◆ **Task prompt**: Give back the data below exactly, with every line kept the same.

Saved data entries
==================================================
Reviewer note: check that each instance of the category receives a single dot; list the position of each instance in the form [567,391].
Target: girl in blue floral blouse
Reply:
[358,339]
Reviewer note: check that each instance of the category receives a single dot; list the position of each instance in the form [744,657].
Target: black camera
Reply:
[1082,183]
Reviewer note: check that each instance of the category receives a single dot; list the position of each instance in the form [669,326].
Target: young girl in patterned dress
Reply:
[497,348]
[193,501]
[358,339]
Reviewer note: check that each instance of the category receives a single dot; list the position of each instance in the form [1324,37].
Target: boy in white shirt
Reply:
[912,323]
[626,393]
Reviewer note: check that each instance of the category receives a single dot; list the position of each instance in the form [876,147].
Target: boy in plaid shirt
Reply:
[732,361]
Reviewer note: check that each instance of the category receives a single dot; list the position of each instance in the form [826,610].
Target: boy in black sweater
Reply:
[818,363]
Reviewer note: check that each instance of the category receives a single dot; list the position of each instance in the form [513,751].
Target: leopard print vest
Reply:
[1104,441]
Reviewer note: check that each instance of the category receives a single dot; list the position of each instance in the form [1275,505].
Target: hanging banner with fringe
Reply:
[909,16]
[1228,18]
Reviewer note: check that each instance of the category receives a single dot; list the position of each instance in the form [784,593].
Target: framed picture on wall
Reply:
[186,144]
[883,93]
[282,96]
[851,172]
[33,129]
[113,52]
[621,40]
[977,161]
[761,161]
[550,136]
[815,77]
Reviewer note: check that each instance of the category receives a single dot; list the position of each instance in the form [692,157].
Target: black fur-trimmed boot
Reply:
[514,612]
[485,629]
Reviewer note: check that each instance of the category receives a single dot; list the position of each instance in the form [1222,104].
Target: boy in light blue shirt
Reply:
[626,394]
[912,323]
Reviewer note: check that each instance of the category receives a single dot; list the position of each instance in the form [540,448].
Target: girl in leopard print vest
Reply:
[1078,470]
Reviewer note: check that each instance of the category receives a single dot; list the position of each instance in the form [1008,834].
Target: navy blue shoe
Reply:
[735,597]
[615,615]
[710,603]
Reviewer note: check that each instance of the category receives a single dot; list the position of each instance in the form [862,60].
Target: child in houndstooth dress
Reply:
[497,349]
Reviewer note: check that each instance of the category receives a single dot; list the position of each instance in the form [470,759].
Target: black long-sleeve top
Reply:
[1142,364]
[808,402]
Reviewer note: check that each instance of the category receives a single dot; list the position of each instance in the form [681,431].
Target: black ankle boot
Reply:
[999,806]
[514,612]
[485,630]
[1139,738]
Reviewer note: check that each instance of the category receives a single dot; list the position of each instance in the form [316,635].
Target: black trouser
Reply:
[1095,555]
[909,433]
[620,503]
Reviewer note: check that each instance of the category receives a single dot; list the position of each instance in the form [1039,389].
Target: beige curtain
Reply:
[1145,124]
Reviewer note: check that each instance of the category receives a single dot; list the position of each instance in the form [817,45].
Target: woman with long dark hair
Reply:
==================================================
◆ **Answer area**:
Reviewer note: check that each instance of the category receives a single dot; list the position of each instance in the form [567,391].
Target: girl in blue floral blouse
Reply:
[358,339]
Reviewer note: check that each instance of the category receives a single dot; list the position of each instance in the form [744,657].
Target: black camera
Reply:
[1082,183]
Reviewer note: check that each instance of the category receives a single dot; list the position of each instance in the form [669,326].
Target: young girl in patterned dress
Reply:
[497,348]
[193,501]
[358,339]
Reviewer note: check that each instance of the category receives a single dot; list the position of each instance in the form [1324,37].
Target: boy in white shirt
Reply:
[912,323]
[626,393]
Reviewer note: check that each instance of the category receives a single dot; list the position of each instance in the form [876,147].
Target: boy in plaid shirt
Reply:
[732,361]
Reviewer note: check that each instance of the category receives a single dot; list the position of each instance in the form [826,610].
Target: boy in black sweater
Reply:
[818,363]
Reviewer note: check that each instance of the category receives a single dot; list the position of each instance in the form [513,751].
Target: leopard print vest
Reply:
[1104,441]
Reviewer note: check that each instance of the category receives a single dot; list the position of each instance in the form [1275,505].
Target: hanging banner with fringe
Reply:
[909,16]
[1228,18]
Reviewer note: check that each instance of the category receives a single dot; list the position of each instance in the form [784,593].
Target: framed picture on wall
Reply:
[186,144]
[883,93]
[282,96]
[851,172]
[33,129]
[113,52]
[621,40]
[977,161]
[761,161]
[550,136]
[815,77]
Reviewer note: check that each instance of the category receives a single dot; list the position of each instance in the form [692,157].
Target: black fur-trimmed boot
Reply:
[514,612]
[485,629]
Reviewer note: check that each instance of the category receives a single dot; list the position of each instance in the form [1222,104].
Target: boy in light blue shirt
Reply:
[626,394]
[912,323]
Reviewer note: check that each instance of the category receives a single dot; list the position of each instance in the form [540,448].
Target: girl in leopard print vest
Reply:
[1078,470]
Reviewer note: check that each instance of the category receives a single dot; list the position of each instance in the form [1008,834].
Target: navy blue shoe
Reply:
[735,597]
[615,615]
[710,603]
Reviewer note: check that each instance of the category receives a single dot; list the position of each instance in the form [862,60].
Target: child in houndstooth dress
Reply:
[497,349]
Reviewer note: check that each instance of the category receives a single dot; list the position of each instance in the form [470,759].
Target: black long-sleeve top
Reply:
[1142,364]
[808,402]
Reviewer note: check that each instance of the category receives a single dot; list the position of each instance in the form [681,431].
Target: black ankle boot
Reply:
[999,806]
[514,612]
[485,630]
[1139,738]
Reviewer note: check that each instance of the category receives a single dot; list the position of each instance in the form [316,635].
Target: black trouser
Reply:
[1095,555]
[909,433]
[620,503]
Reviewer note: check that each instance of the category receives a single dot; list the position of each instance in the form [1039,389].
Target: beige curtain
Reply:
[1145,124]
Reviewer note: check that each instance of the category receives a single dot; list the position of each instance in the form [817,45].
Target: woman with long dark hair
Reply:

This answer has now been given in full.